**What is expected:** Count the lines in the data that contain the string "bison", treating uppercase and lowercase as different. Give only the number.

%%

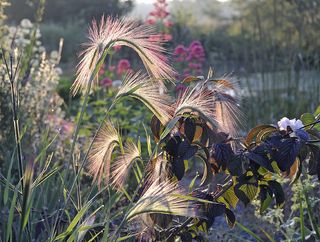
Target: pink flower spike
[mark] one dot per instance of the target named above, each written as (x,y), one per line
(180,50)
(168,24)
(180,88)
(167,37)
(106,82)
(112,68)
(117,47)
(123,66)
(151,21)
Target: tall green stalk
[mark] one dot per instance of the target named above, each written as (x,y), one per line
(12,72)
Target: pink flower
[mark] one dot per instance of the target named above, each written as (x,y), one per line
(154,13)
(117,47)
(163,14)
(180,88)
(180,50)
(102,70)
(123,66)
(167,37)
(151,21)
(168,24)
(156,37)
(195,66)
(194,43)
(196,52)
(67,127)
(106,82)
(112,68)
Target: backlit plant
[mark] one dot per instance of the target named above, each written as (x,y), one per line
(201,125)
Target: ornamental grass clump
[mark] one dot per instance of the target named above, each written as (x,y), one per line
(143,187)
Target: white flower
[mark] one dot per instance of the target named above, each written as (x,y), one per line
(294,124)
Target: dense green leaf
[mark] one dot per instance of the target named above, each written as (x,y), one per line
(266,195)
(278,192)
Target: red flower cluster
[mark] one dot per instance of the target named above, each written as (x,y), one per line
(159,16)
(190,58)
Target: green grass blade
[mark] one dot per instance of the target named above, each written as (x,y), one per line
(311,217)
(268,235)
(11,214)
(303,232)
(6,189)
(248,231)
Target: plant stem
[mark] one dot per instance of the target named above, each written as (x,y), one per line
(12,75)
(189,220)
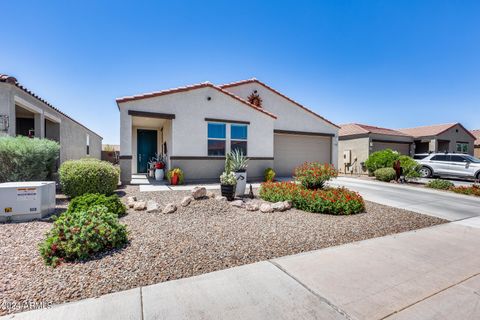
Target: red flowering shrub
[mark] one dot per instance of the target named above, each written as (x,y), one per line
(473,190)
(330,201)
(313,175)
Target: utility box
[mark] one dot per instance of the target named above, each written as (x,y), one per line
(23,201)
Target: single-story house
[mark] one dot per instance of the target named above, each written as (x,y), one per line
(194,127)
(358,141)
(476,133)
(451,137)
(24,113)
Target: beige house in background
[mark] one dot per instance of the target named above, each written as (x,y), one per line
(476,133)
(358,141)
(451,137)
(194,127)
(24,113)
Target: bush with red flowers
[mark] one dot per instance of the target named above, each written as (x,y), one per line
(338,201)
(313,175)
(473,190)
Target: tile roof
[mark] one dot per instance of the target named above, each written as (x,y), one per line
(253,80)
(476,133)
(357,128)
(13,81)
(188,88)
(432,130)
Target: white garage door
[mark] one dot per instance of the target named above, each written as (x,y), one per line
(290,151)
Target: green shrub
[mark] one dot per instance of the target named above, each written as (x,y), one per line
(410,167)
(177,171)
(385,174)
(381,159)
(27,159)
(269,175)
(78,177)
(80,235)
(330,201)
(89,200)
(439,184)
(313,175)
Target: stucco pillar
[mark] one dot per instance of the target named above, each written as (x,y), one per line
(39,125)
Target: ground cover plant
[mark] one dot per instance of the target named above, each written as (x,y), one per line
(89,200)
(439,184)
(78,235)
(27,159)
(314,175)
(337,201)
(78,177)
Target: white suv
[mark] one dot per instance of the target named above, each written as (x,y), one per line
(450,164)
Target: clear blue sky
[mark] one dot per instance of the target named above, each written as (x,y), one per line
(388,63)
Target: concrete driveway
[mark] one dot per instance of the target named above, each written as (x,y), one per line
(440,204)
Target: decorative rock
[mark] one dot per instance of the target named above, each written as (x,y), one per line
(199,192)
(210,194)
(279,206)
(139,205)
(288,204)
(170,208)
(186,201)
(237,203)
(152,206)
(265,207)
(251,206)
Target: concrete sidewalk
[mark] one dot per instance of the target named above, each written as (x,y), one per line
(431,273)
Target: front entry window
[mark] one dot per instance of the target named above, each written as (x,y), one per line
(216,139)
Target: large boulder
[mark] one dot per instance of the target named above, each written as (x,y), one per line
(186,201)
(152,206)
(139,206)
(170,208)
(199,192)
(265,207)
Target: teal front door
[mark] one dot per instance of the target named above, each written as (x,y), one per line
(146,148)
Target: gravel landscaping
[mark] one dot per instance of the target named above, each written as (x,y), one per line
(205,236)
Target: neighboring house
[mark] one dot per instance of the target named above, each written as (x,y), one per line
(24,113)
(358,141)
(195,126)
(451,137)
(476,133)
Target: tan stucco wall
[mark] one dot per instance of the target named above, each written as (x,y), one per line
(73,136)
(359,149)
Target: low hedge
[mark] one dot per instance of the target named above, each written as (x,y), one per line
(385,174)
(473,190)
(89,200)
(439,184)
(313,175)
(80,235)
(78,177)
(337,201)
(27,159)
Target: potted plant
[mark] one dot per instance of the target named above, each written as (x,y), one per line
(228,180)
(239,166)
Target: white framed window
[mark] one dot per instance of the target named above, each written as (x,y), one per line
(239,138)
(462,147)
(217,138)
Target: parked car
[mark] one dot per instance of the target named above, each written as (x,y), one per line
(450,164)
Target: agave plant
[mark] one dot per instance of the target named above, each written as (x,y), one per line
(239,161)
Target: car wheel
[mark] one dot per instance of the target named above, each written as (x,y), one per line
(425,172)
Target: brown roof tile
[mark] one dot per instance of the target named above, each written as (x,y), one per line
(357,128)
(188,88)
(253,80)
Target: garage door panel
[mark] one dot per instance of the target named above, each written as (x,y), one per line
(290,151)
(402,148)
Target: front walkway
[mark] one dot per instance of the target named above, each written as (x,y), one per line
(431,273)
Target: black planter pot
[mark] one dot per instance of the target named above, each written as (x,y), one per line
(228,191)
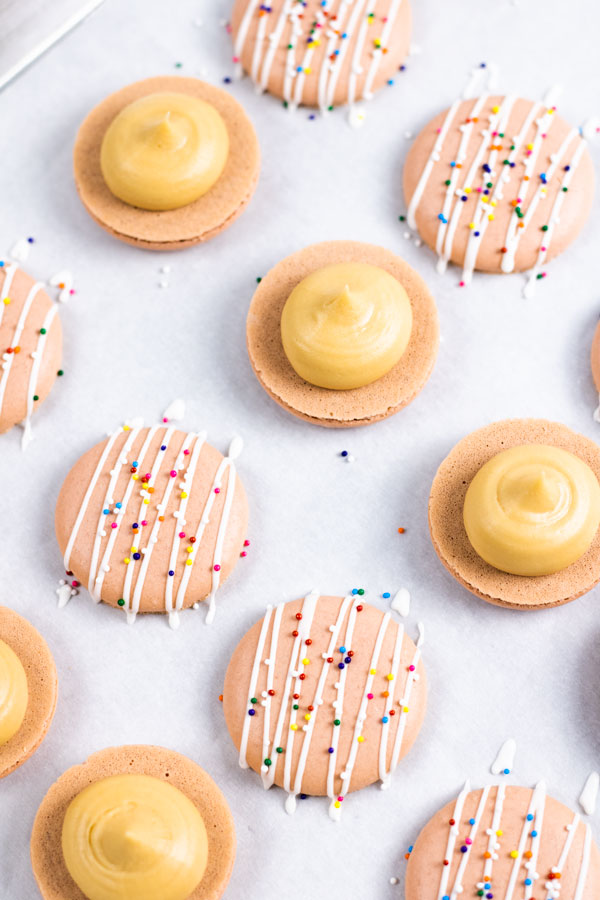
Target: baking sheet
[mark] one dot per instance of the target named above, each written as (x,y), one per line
(132,346)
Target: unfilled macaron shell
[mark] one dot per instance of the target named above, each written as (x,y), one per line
(42,686)
(448,531)
(359,406)
(51,874)
(30,345)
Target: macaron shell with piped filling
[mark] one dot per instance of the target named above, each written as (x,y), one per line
(447,528)
(49,869)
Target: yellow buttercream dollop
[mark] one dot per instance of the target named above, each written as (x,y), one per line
(164,151)
(346,325)
(14,694)
(532,510)
(134,837)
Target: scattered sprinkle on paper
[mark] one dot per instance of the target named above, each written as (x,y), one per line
(504,762)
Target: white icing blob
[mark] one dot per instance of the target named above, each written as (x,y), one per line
(400,602)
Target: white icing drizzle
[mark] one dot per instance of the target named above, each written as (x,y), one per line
(34,374)
(589,794)
(536,804)
(404,701)
(9,273)
(188,479)
(585,864)
(132,609)
(465,857)
(384,775)
(9,357)
(86,499)
(318,697)
(553,220)
(452,835)
(553,887)
(268,42)
(338,705)
(493,843)
(505,758)
(346,774)
(270,664)
(400,602)
(99,570)
(243,760)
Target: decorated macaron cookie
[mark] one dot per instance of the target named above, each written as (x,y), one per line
(153,519)
(28,690)
(30,346)
(504,841)
(499,184)
(166,162)
(135,822)
(324,696)
(342,333)
(318,52)
(514,513)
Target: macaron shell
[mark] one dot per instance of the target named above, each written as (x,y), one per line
(188,225)
(574,210)
(199,489)
(339,409)
(21,377)
(355,57)
(49,869)
(366,767)
(42,686)
(426,861)
(450,539)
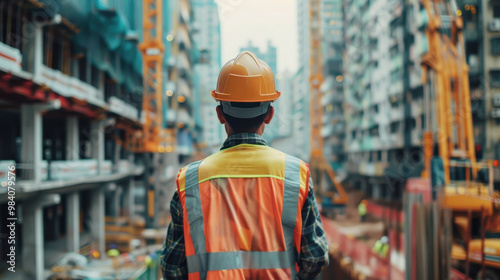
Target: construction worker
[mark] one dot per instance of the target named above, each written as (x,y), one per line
(247,211)
(362,210)
(381,246)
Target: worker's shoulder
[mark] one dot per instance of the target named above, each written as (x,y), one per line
(182,172)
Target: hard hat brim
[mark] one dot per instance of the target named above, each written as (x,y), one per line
(219,96)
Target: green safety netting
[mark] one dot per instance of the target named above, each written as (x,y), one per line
(106,27)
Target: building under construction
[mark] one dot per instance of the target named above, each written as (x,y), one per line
(394,105)
(72,100)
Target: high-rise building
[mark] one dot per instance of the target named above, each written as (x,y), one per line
(269,55)
(206,71)
(333,130)
(71,87)
(179,57)
(383,91)
(485,20)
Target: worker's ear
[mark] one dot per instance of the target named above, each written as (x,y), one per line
(270,115)
(220,115)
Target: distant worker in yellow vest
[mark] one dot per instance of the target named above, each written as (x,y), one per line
(247,211)
(381,247)
(362,210)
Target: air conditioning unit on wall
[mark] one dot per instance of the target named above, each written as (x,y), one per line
(496,100)
(495,113)
(494,25)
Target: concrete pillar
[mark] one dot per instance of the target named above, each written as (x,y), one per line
(32,252)
(72,139)
(97,213)
(116,201)
(128,198)
(31,141)
(116,160)
(31,137)
(97,140)
(38,50)
(376,191)
(73,221)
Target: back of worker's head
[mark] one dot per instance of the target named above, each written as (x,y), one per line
(239,124)
(245,90)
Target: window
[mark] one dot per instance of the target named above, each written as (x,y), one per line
(495,78)
(495,46)
(394,127)
(496,11)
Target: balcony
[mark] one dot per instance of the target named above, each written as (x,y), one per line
(416,137)
(471,32)
(494,25)
(417,107)
(123,109)
(68,86)
(422,19)
(415,79)
(10,59)
(67,173)
(396,87)
(473,61)
(397,62)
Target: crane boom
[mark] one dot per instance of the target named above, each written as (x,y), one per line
(152,137)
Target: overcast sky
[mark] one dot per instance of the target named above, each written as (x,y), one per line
(260,21)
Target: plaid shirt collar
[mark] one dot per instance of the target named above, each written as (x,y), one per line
(243,138)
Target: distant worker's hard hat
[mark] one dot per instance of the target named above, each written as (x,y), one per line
(246,79)
(384,239)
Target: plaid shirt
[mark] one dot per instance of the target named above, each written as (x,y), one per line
(313,251)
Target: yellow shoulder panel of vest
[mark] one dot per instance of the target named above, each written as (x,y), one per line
(181,177)
(303,174)
(244,160)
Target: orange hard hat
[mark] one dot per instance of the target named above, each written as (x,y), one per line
(246,79)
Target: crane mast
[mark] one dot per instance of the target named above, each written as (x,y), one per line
(152,137)
(446,70)
(318,164)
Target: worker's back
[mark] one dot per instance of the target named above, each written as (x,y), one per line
(242,218)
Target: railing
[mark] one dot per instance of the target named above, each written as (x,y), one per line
(10,58)
(68,86)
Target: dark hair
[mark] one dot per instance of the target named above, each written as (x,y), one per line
(239,125)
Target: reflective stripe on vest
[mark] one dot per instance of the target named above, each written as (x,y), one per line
(202,261)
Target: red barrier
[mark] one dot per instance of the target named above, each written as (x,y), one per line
(360,252)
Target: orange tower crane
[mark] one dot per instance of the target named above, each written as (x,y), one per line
(448,116)
(318,164)
(152,138)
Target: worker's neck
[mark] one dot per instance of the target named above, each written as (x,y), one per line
(231,132)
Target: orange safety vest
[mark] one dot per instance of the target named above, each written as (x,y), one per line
(242,213)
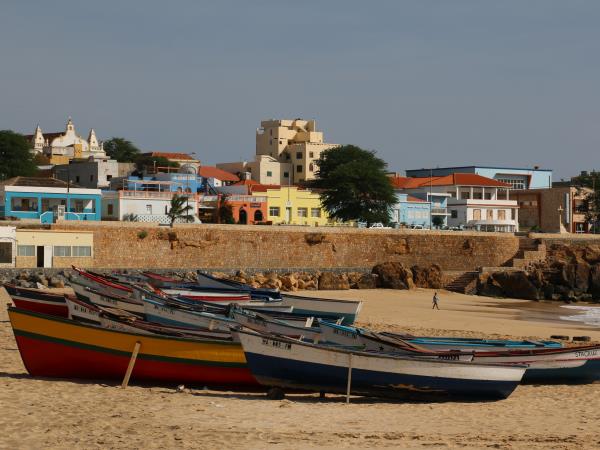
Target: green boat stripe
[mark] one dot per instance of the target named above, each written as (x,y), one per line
(144,356)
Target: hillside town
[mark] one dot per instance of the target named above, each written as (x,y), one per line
(80,182)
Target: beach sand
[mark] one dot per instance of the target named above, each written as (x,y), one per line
(43,413)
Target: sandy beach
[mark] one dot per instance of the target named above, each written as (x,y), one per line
(44,413)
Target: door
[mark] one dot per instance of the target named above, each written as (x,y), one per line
(243,216)
(47,256)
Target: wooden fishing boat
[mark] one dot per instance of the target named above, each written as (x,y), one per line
(102,298)
(56,347)
(223,298)
(168,315)
(348,336)
(265,324)
(37,300)
(574,364)
(288,363)
(332,309)
(102,284)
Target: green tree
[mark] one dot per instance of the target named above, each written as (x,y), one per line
(121,149)
(354,185)
(15,157)
(180,209)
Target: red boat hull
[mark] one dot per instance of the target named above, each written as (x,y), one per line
(56,360)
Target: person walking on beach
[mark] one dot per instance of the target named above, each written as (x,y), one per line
(435,301)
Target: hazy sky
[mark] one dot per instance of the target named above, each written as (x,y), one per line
(424,83)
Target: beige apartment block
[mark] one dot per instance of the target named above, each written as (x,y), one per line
(286,151)
(555,210)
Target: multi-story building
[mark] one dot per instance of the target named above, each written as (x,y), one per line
(474,202)
(517,178)
(560,209)
(92,173)
(48,200)
(286,151)
(61,147)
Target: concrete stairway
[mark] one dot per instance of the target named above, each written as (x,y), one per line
(465,283)
(530,251)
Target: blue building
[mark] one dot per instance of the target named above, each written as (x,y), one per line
(518,178)
(48,199)
(419,209)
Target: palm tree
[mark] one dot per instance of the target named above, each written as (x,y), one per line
(180,209)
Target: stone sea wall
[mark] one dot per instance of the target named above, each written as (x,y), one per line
(231,247)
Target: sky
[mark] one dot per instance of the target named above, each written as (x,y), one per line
(424,83)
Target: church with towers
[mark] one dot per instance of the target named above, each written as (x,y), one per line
(61,147)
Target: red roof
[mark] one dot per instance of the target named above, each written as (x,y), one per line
(214,172)
(167,155)
(246,183)
(455,179)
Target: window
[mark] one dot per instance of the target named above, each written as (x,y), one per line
(24,204)
(82,250)
(25,250)
(62,250)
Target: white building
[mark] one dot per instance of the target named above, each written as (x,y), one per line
(144,205)
(92,173)
(474,202)
(60,147)
(8,246)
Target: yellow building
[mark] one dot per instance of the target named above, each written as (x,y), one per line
(286,151)
(54,248)
(290,205)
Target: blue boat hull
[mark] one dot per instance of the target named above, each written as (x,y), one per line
(292,374)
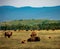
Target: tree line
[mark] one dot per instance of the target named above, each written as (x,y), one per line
(39,26)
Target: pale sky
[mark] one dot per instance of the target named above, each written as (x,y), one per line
(33,3)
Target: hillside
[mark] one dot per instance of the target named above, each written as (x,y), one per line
(8,13)
(28,22)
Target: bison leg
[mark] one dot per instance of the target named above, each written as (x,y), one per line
(8,36)
(37,38)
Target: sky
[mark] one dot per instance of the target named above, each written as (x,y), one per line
(32,3)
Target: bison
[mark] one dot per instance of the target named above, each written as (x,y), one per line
(8,34)
(34,39)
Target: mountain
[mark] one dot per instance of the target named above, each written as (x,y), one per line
(13,13)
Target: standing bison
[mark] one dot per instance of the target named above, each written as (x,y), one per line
(8,34)
(33,37)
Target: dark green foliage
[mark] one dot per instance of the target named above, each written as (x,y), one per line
(31,25)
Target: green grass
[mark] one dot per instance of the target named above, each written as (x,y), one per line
(15,41)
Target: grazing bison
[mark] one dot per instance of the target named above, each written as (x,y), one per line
(34,39)
(8,34)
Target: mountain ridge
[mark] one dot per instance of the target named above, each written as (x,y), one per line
(14,13)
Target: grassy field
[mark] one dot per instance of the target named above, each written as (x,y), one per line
(45,43)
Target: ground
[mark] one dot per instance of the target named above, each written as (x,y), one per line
(45,43)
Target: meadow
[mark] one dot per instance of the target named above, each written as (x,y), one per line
(45,43)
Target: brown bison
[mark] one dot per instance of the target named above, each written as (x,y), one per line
(34,40)
(8,34)
(33,37)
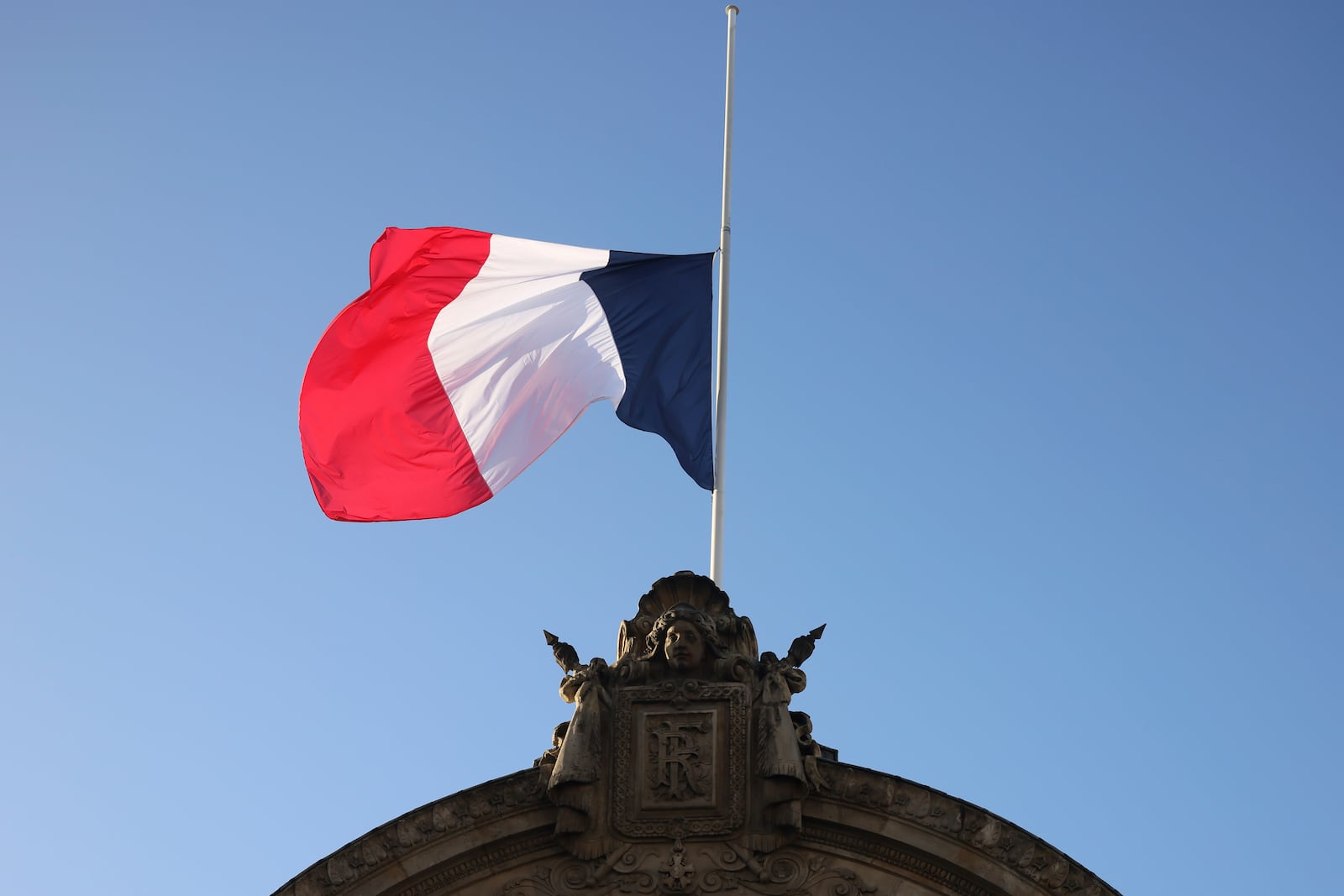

%%

**Exercise result:** 5